With a fully redundant SAN fabric, a switch failure will not equate to the failure of several servers. Instead, it will simply be a minor hiccup. However, getting all of this to work is not as simple as just connecting all the devices. Each host OS must be aware of the duplicate paths through the SAN to each storage resource. For this setup to work, you will need to install the multipath drivers for the SAN HBA. You will also need to ensure that the purchased SAN HBAs support multipath.

Managing the Redundant SAN

All of the major SAN switch vendors offer tools to help you manage their products. For example, Brocade's Fabric Manager allows you to manage as many as 200 switches in a SAN. With this product, you can make changes to all switches simultaneously or can make changes to individual switches or even small groups. You can also configure alerting features to alert you if a failure occurs. Other storage vendors have also jumped into the SAN management ring by offering products that collectively manage a variety of SAN hardware devices. Symantec's CommandCentral is an example of software that can manage a diverse collection of storage resources across an enterprise.

There are several products that can assist you in spotting failures on a SAN. How you deal with failures may depend on your IT budget. Some organizations maintain spare parts on hand to quickly resolve failures. This practice could mean having a spare HBA, switch, and FC hard disks. This way, if a failure occurs, you can quickly replace the failed component. Once the failed component is replaced, you can then order the replacement.

Most SAN products have built-in backup utilities. To quickly replace a failed switch and update its configuration, you should perform frequent backups of your SAN switches. Many organizations perform configuration backups before and after each configuration change to a SAN switch. This practice ensures that you will always have the most recent configuration available if you need to replace a failed switch.

Redundant LANs

At this point, you have seen how to improve performance and fault tolerance in the data path from a server to storage. Another element of the data path that is also crucial is the path from the clients to the servers. This path often encompasses the LAN. A simple example of adding faulttolerant LAN connections to servers is shown in Figure 3.7.

Figure 3.7: Redundant server LAN connections.

The idea of redundant LAN connections is relatively straightforward. As with redundant SAN connections, the redundant LAN illustrated uses a meshed fabric to connect each node to two switches. This approach will make each node resilient to NIC, cable, or switch failure. With this approach, a teamed NIC driver should be installed on each server. This installation will allow the two NICs to be collectively seen as a single NIC and share a virtual IP address.

* WHAT TO DO: How would the piece on redundant SAN and LAN connections go on? Continue it from its final sentence.

* MATERIAL:
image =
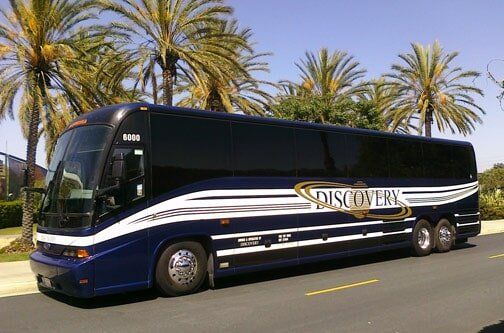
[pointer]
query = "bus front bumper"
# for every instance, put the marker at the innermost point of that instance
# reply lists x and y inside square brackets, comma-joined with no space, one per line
[73,277]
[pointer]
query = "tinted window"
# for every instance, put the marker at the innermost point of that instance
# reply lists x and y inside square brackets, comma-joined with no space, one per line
[437,160]
[131,188]
[405,159]
[187,150]
[320,154]
[263,150]
[367,156]
[463,165]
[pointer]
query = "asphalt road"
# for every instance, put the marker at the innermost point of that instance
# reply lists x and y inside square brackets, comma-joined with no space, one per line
[459,291]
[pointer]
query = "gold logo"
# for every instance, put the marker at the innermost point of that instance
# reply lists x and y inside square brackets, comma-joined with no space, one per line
[357,199]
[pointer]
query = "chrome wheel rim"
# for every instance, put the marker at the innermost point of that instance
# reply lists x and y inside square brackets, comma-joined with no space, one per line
[183,267]
[423,238]
[445,236]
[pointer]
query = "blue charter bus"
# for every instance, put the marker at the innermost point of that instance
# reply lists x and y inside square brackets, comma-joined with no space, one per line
[141,195]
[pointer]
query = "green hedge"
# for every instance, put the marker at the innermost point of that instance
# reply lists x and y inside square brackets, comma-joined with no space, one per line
[11,213]
[492,205]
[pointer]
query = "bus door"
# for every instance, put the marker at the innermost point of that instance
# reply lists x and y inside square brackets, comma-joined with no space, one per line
[125,188]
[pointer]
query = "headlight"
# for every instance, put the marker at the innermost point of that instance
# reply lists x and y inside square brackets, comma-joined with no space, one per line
[75,253]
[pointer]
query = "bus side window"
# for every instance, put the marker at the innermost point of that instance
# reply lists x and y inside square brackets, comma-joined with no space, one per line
[132,187]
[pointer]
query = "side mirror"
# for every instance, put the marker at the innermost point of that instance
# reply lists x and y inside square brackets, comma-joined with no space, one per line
[119,167]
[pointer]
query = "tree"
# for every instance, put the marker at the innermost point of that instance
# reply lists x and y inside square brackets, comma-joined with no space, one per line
[178,33]
[235,89]
[492,179]
[428,87]
[383,96]
[322,109]
[42,44]
[323,74]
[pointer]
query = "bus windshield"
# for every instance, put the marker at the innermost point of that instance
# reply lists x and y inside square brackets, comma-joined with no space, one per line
[73,176]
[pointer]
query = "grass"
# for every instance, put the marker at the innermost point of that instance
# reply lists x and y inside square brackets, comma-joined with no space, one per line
[14,231]
[9,257]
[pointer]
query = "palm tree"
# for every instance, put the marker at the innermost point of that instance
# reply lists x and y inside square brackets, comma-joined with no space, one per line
[383,96]
[235,89]
[177,33]
[333,75]
[109,68]
[42,44]
[429,87]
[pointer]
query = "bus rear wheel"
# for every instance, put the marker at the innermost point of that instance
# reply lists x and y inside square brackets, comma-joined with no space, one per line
[422,238]
[444,235]
[181,269]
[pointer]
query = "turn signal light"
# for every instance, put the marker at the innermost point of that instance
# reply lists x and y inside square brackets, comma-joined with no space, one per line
[82,253]
[76,253]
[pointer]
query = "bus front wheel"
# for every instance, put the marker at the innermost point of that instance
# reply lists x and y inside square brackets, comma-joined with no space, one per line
[181,269]
[444,234]
[422,238]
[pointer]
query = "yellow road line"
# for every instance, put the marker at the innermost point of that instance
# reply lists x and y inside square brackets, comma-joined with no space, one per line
[496,256]
[347,286]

* RESULT FOR THIS EXERCISE:
Aside from meshing server connections to switches, some organizations mesh connections between switches, thus providing for additional resiliency. Figure 3.8 shows this architecture.

Figure 3.8: Redundant switched LAN connections.

Meshing core and access layer switches can provide fault tolerance for the network backbone, but this also requires additional management. To prevent network loops, Spanning Tree Protocol (STP) will need to be configured on the switches. Loops occur when multiple paths exist between hosts on a LAN. With multiple open paths, it is possible for frames leaving one host to loop between the switches offering the redundant paths while never actually reaching the destination host. Lops can not only disrupt communication between hosts but also flood the LAN with traffic. When configured, STP will dynamically build a logical tree that spans the switch fabric. In building the tree, STP discovers all paths through the LAN. Once the tree is established, STP will ensure that only one path exists between two hosts on the LAN. Ports that would provide a second path are forced into a standby or blocked state. If an active port goes down, the redundant port is brought back online. This setup allows for fault tolerance while preventing network loops from disrupting communication.

One other element of the LAN that can benefit from redundancy is routers. As most hosts on a network route through a single default gateway, failure of a router can shut down LAN communications. This shutdown can be overcome by using routers that support Hot Standby Routing Protocol (HSRP) or Virtual Router Redundancy Protocol (VRRP). Both HSRP and VRRP allow you to configure multiple routers to share a virtual IP address. This functionality provides failover between routers. If one router fails, a second router can automatically assume the routing duties of the first router. Although HSRP and VRRP offer similar functionality, they differ in the fact that HSRP is Cisco-proprietary, while VRRP is an open standard.

Regardless of the protocol used, both HSRP and VRRP can allow you to eliminate a router as a single point of failure. Of course, eliminating the router as a single point of failure comes at the cost of having to purchase and power additional routers for redundancy.

Redundant Power

With single points of failure eliminated from the LAN, you can focus on power. Power loss, sags, or surges can also wreak havoc on the availability of your file servers. To eliminate these potential problems, both Uninterruptible Power Supplies (UPS) and backup generators can be deployed. Redundant power is no secret in IT circles and has been used for quite some time. If you're managing enterprise-class file servers, odds are that you already have redundant power in place.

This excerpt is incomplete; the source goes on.